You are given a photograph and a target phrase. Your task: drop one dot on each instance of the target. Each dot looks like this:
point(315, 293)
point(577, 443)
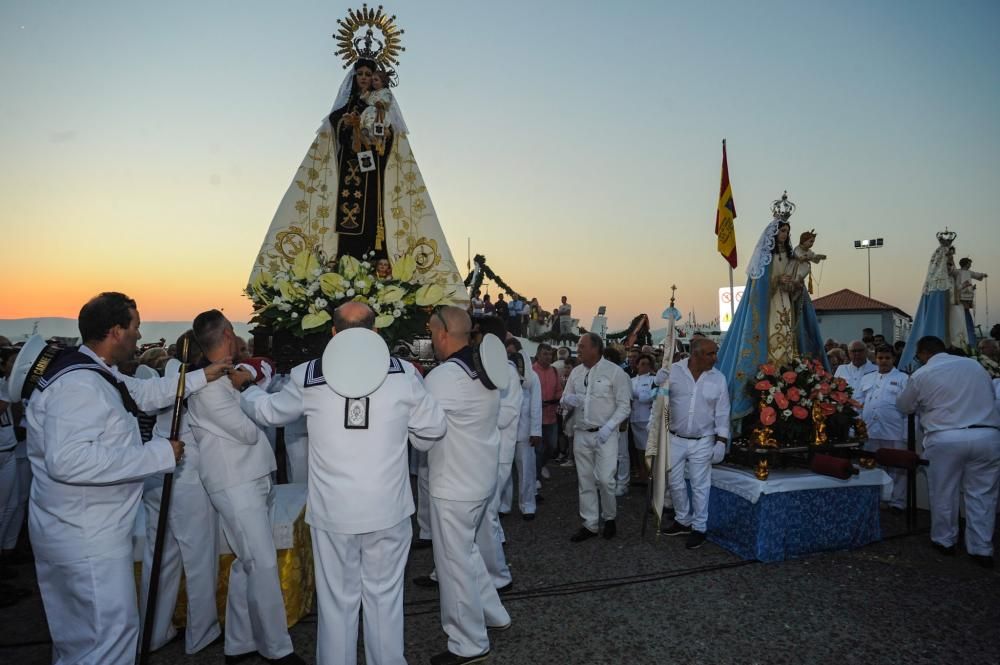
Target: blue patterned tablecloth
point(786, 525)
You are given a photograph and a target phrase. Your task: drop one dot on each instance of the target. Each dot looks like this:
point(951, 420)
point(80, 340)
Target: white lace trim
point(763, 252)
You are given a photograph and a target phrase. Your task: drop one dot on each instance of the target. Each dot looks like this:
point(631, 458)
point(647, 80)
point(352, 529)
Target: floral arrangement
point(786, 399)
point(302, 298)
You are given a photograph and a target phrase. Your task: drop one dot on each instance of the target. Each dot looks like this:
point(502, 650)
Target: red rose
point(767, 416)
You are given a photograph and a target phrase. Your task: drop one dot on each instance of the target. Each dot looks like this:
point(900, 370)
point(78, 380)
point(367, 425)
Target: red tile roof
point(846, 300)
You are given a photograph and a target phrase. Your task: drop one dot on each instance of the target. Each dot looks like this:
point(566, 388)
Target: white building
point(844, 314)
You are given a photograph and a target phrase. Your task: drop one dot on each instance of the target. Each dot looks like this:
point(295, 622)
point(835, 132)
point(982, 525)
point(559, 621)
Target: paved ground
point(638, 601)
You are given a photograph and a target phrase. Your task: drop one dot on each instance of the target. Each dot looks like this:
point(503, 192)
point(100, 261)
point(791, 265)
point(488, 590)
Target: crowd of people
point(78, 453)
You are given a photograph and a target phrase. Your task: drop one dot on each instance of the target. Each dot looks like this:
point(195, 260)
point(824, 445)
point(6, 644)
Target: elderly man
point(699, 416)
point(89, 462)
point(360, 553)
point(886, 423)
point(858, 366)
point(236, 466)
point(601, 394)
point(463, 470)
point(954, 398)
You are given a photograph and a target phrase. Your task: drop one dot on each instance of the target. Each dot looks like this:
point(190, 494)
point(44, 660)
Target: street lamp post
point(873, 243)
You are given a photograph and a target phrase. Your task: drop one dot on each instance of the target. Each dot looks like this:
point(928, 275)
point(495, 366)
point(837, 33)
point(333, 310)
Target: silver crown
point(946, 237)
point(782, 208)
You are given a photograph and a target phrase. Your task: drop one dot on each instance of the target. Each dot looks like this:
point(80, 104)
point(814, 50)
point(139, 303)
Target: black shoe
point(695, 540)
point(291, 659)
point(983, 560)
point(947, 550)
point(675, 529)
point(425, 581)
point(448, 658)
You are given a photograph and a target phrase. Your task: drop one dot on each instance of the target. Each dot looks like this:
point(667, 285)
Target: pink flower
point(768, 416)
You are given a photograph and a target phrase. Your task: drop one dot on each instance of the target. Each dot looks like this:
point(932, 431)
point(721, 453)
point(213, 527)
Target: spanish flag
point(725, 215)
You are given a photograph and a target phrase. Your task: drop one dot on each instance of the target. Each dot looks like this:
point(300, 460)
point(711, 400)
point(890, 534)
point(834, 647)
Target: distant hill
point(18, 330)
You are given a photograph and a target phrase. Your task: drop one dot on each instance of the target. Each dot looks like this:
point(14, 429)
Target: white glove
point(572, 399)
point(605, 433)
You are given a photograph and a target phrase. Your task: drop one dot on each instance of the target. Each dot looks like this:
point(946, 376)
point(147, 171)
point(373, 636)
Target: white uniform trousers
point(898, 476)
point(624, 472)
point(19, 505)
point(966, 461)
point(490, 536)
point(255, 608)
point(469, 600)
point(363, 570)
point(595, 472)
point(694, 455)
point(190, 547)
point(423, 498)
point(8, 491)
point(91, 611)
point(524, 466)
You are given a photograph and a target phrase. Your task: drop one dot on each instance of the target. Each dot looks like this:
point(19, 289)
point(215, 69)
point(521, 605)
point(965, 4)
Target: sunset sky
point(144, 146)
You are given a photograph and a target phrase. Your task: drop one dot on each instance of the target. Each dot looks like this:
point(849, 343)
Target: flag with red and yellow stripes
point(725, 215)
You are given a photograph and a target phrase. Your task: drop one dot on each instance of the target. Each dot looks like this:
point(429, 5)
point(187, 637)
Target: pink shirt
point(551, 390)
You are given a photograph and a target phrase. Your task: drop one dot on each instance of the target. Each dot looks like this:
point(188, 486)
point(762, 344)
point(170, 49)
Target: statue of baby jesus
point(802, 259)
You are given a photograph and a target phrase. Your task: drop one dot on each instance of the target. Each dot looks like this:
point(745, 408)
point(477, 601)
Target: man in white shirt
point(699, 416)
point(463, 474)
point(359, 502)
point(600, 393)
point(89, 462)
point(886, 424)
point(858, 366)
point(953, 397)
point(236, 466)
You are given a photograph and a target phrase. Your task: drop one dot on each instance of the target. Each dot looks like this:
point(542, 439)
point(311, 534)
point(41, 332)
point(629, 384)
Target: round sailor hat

→ **WHAT TO WORK ON**
Your task is to retype all the entries exactly and leave out any pictures.

→ **WRITTEN ANSWER**
You are given a photograph and a target phrase. Your task: drop one dot on each instance of the target. Each dot looks like this:
point(315, 293)
point(577, 443)
Target: blue patterned tablecloth
point(786, 525)
You are given a photograph and a target phrase. Your task: drop one dot on each instance of the target. Each dot looks like this:
point(951, 420)
point(80, 340)
Target: white lace trim
point(763, 252)
You are given a photograph and a target phrase. Your task: drop one dot on each instance of the target. Each dot looks like this:
point(631, 458)
point(647, 80)
point(352, 529)
Target: floral arrangement
point(786, 399)
point(302, 298)
You are given a photograph and a target phrase. Your task: drop one dot on each instance of the target. Each dot looks like this:
point(502, 650)
Target: red rose
point(767, 416)
You are given a photograph and a target phrase. Your task: drop one dot on each instance of the target. Each dot looks like this:
point(900, 370)
point(78, 380)
point(367, 425)
Target: red tile roof
point(846, 300)
You are given a photograph and a target phrase. Your task: drop one dot on each instance of the target. Each dot looks like this:
point(566, 388)
Target: white building
point(844, 314)
You are given a photograph and a target phrase. Your task: drop one dot on each instance of the target. Each dot looks like this:
point(295, 622)
point(835, 132)
point(982, 525)
point(559, 621)
Target: paved ground
point(638, 601)
You are given a photograph and a target phrase. Your task: drop one dot on each instance of the target. Each dot looks like this:
point(503, 192)
point(100, 261)
point(791, 265)
point(488, 590)
Target: crowd of people
point(78, 453)
You are given a photograph and a target phrase. Your task: drop one dot on each instance of the target. Each dot looks like this:
point(195, 260)
point(824, 445)
point(6, 644)
Target: elderly man
point(699, 416)
point(89, 462)
point(360, 553)
point(886, 423)
point(858, 366)
point(236, 466)
point(601, 394)
point(463, 470)
point(954, 398)
You are given a photograph and a target phrase. Your task: drop one dot on each instance of the target. Each dot looks like this:
point(190, 494)
point(44, 660)
Target: street lamp post
point(873, 243)
You are given a photograph and a target phrase. Your task: drop one dot on each instance of the target. Each dot looks like this:
point(928, 275)
point(495, 366)
point(837, 33)
point(333, 310)
Target: silver crown
point(946, 237)
point(782, 208)
You are given a photograph and a target phrase. Your task: drop one dot on each instance of the target. Each dot looks like this:
point(80, 104)
point(814, 50)
point(139, 303)
Target: black shoe
point(695, 540)
point(291, 659)
point(983, 560)
point(947, 550)
point(675, 529)
point(425, 581)
point(448, 658)
You are given a photograph and a target phrase. Your task: drop one dot on each instance of the target. Each dot looks like this:
point(667, 285)
Target: pink flower
point(768, 416)
You are given a photograph and a target phrase. Your task: drop one dot on each instance of the target. Each dot looks like this:
point(932, 431)
point(721, 453)
point(213, 527)
Target: spanish flag
point(725, 215)
You are given a photograph and a target phrase. Your task: drop one dot on each instance of the target. Each dot looks like this:
point(300, 460)
point(711, 400)
point(890, 534)
point(834, 647)
Target: distant hill
point(18, 330)
You are given a photograph and a target phrase. Your task: drop one dot on each instance of the target. Each dot looks like this:
point(14, 429)
Target: white glove
point(572, 399)
point(605, 433)
You are given a photograph and a target phrase. Your task: drop one dot on each instance of the target. Each dot looks like this:
point(946, 376)
point(147, 171)
point(373, 636)
Target: white uniform trousers
point(898, 476)
point(624, 472)
point(19, 505)
point(966, 461)
point(490, 536)
point(255, 608)
point(469, 600)
point(363, 570)
point(595, 472)
point(694, 455)
point(190, 547)
point(423, 498)
point(8, 491)
point(91, 611)
point(524, 466)
You are given a photograph and a target phrase. Your task: drop one dot on each instance of the target. Each dot looks like this:
point(19, 289)
point(215, 69)
point(521, 605)
point(965, 4)
Target: sunset sky
point(144, 146)
You are given a photograph and a target phrase. Your task: drop one dot on each instance of the target. Each dot looks like this:
point(849, 343)
Target: flag with red and yellow stripes
point(725, 215)
You are given a photograph and a target phrase. Your task: drop one dot on each instance of the target. Each dot looks like this:
point(429, 5)
point(187, 637)
Target: pink shirt
point(551, 390)
You are given a photograph and a target phrase. Your task: drop one dot on each instance of the target. Each dot looks like this:
point(188, 486)
point(762, 344)
point(170, 49)
Target: statue of baby jesus
point(802, 259)
You are given a photograph and a target phrase. Your task: drop one dot on each instance of the target. Each dot looks like this:
point(745, 408)
point(477, 601)
Target: man in white shirt
point(699, 416)
point(463, 474)
point(359, 502)
point(600, 393)
point(89, 462)
point(886, 424)
point(858, 366)
point(953, 397)
point(236, 466)
You are given a photograph and a target phrase. Your task: drop one dot on each instance of the target. Each dot looks like this:
point(542, 439)
point(311, 534)
point(41, 332)
point(629, 384)
Target: round sailor hat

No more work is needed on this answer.